A la continuada alteración de la fábrica corporal contribuyen múltiples agentes internos y externos. Sobre la herencia genética inciden los productos derivados del metabolismo, el medio ambiente y las condiciones sociales y económicas. Estas últimas son implacables. Socavan, minan y deterioran el armazón orgánico. El proceso de envejecimiento biológico sometido al control genético depende de la vida de las células y de su capacidad para dividirse un número de veces predeterminado y limitado. Con cada nueva división celular, los extremos de los cromosomas, conocidos como telómeros, se van acortando progresivamente. Una vez alcanzado un límite predeterminado en dichos cromosomas, las células sufren un mecanismo de destrucción programada: la 'apoptosis'. Es un término griego de singular resonancia poética, al evocar la caída de los pétalos de las flores... Es cuando aparecen problemas de movilidad, de incontinencia, como el déficit en la memoria o la concentración, amén de las alteraciones en la conducta, condicionando sobremanera la actividad de relación social.

######

▸ Por hacer
A. Según el fragmento sobre el envejecimiento, ¿qué nombre reciben los extremos de los cromosomas?
B. Indique si cada afirmación concuerda con el fragmento sobre el envejecimiento y cite las palabras exactas que lo deciden: (i) los telómeros se alargan con cada división celular; (ii) las condiciones sociales y económicas se califican de implacables; (iii) las células pueden dividirse un número ilimitado de veces.
C. Retome la redacción del fragmento sobre el envejecimiento a continuación de su última oración.

######

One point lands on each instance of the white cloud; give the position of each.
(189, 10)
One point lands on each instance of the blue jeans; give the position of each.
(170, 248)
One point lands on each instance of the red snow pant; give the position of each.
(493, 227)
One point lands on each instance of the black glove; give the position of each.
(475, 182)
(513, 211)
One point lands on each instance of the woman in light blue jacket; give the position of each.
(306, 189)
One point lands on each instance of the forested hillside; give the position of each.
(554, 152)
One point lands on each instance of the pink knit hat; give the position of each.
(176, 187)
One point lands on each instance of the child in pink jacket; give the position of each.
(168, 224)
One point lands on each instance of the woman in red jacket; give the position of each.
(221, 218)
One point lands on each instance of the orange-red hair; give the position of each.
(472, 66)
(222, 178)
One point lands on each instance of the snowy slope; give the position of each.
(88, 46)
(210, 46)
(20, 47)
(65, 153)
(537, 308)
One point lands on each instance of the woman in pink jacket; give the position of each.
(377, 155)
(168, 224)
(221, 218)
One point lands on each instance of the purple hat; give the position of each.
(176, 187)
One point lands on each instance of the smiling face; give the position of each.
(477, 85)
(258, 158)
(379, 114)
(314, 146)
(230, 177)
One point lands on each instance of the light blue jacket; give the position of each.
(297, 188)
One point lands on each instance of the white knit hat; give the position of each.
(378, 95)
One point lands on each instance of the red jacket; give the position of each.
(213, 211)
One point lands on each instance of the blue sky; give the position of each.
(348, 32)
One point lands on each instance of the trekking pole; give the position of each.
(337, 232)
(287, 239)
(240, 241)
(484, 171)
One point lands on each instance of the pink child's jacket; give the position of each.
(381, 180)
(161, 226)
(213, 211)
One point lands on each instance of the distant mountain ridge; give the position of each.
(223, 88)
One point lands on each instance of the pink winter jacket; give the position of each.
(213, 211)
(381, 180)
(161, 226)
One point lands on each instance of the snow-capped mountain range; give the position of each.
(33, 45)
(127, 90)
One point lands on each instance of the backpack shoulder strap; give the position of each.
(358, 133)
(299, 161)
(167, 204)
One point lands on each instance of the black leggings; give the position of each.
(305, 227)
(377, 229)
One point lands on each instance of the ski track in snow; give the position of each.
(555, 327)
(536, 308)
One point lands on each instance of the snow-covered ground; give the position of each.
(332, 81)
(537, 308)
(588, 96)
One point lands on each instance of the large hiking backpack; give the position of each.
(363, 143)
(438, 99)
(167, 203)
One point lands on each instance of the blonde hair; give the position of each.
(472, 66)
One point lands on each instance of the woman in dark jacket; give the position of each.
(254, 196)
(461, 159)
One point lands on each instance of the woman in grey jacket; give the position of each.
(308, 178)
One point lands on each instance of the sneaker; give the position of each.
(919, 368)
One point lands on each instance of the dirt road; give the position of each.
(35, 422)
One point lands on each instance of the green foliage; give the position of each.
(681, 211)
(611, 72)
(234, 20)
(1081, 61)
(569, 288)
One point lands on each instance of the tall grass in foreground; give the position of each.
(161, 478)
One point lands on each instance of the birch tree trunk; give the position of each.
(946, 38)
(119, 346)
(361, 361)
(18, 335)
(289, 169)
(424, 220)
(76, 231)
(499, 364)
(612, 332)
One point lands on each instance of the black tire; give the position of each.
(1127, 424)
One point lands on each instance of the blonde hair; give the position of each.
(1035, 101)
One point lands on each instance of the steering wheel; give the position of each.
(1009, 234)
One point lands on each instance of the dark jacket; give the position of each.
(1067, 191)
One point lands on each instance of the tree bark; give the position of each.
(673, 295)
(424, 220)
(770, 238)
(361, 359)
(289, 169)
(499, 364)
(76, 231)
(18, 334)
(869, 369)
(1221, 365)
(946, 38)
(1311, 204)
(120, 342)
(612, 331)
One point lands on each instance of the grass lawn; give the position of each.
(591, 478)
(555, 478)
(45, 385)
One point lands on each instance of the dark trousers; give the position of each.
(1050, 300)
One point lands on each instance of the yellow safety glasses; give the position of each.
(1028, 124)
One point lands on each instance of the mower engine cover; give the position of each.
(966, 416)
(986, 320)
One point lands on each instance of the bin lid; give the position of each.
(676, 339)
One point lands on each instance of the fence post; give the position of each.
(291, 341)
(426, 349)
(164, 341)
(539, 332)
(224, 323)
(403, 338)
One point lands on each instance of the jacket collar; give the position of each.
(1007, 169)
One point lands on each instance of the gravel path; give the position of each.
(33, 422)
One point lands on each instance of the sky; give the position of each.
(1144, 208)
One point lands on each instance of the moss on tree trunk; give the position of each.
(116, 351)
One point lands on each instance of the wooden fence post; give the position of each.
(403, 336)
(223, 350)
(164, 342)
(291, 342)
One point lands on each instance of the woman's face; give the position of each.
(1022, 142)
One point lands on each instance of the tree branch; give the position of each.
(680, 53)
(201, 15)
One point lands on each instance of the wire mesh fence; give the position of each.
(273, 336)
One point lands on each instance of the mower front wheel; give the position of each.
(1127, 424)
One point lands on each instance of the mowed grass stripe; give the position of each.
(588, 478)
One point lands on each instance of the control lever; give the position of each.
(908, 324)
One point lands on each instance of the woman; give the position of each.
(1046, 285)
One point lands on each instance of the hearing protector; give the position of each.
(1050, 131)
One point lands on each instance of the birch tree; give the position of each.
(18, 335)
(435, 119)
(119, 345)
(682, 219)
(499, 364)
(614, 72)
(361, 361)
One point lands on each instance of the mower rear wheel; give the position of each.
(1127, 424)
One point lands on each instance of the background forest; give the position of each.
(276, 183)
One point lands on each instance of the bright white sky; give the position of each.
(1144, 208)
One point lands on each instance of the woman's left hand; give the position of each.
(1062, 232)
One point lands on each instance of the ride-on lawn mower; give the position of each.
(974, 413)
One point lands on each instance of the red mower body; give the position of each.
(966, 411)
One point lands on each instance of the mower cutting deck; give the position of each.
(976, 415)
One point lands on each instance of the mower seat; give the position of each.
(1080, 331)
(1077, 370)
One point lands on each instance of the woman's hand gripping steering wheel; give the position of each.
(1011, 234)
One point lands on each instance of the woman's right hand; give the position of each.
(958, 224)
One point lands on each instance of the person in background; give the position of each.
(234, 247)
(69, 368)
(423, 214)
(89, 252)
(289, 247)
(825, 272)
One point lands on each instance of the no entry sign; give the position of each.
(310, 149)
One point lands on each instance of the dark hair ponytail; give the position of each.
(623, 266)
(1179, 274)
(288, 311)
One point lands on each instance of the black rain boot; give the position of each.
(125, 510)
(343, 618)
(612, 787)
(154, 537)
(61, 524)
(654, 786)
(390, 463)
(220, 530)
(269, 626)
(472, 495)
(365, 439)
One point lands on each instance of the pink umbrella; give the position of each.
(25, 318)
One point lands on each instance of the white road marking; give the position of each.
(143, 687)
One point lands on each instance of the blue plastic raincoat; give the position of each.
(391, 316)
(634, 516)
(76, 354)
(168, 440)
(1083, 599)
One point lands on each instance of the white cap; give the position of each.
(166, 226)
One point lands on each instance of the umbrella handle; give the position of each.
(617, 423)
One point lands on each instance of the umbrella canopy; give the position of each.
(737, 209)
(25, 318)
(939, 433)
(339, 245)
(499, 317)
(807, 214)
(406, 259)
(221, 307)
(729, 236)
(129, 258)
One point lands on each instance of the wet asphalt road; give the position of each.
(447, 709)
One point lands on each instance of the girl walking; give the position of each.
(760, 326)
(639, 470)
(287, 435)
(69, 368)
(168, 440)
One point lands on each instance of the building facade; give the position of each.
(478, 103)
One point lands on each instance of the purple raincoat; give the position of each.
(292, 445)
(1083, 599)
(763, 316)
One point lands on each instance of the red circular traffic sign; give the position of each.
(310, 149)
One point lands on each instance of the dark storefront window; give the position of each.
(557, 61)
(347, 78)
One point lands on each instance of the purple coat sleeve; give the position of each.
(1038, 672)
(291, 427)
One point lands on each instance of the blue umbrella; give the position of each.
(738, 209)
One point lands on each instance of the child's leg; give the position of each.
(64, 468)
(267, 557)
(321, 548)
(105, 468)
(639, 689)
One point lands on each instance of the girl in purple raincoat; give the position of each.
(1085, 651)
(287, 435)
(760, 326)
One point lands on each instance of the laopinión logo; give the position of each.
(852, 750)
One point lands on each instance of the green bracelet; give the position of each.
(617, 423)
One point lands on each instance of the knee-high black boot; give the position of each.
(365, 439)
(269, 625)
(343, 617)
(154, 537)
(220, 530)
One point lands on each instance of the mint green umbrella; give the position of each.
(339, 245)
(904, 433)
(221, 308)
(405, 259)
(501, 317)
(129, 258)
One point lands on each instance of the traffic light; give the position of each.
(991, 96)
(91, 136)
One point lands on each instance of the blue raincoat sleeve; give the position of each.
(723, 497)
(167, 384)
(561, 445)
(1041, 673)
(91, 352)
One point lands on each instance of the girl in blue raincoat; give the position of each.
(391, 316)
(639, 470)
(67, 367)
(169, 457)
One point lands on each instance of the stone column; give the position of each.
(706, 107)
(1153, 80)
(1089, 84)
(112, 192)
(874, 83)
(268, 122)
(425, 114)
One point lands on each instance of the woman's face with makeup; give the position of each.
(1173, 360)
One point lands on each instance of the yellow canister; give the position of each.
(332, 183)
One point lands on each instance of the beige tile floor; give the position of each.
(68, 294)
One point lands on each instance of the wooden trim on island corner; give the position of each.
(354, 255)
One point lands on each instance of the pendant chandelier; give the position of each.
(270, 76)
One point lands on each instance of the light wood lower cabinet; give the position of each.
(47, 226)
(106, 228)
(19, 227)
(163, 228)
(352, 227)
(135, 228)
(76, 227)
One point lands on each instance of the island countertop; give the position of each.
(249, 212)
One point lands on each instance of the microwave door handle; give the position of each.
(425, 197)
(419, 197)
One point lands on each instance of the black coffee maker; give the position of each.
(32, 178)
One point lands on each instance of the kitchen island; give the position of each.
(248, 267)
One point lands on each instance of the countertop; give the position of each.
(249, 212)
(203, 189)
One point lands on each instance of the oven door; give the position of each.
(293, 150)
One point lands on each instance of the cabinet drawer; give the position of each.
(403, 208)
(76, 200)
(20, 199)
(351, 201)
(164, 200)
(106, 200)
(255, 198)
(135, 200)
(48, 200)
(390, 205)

######

▸ Respuestas por tarea
A. Se conocen como telómeros.

B.
(i) No: "los extremos de los cromosomas, conocidos como telómeros, se van acortando progresivamente".
(ii) Sí: "Estas últimas son implacables."
(iii) No: "su capacidad para dividirse un número de veces predeterminado y limitado".

C.
Una vez alcanzada esa cima, se experimenta un deterioro estructural progresivo

Estamos ante una fragilidad que a las limitaciones físicas une situaciones de desarraigo, soledad y desamparo, tanto como económicas, junto a la pura atención sanitaria. El cuidado de personas vulnerables estaba tradicionalmente integrado en el núcleo familiar. Pero los profundos cambios sociales han variado esta labor de ayuda, en un desafío de envergadura descomunal para las sociedades modernas. En este contexto de fragilidad cabe, amén de la acción de las instancias públicas, recabar la conciencia social, con acciones voluntarias para mejorar las condiciones de los años finales de la vida. Tal vez frágiles y vulnerables, pero, con auxilio, sanos. Eso es una cualidad de una sociedad avanzada. El cuidado exquisito de los ancianos.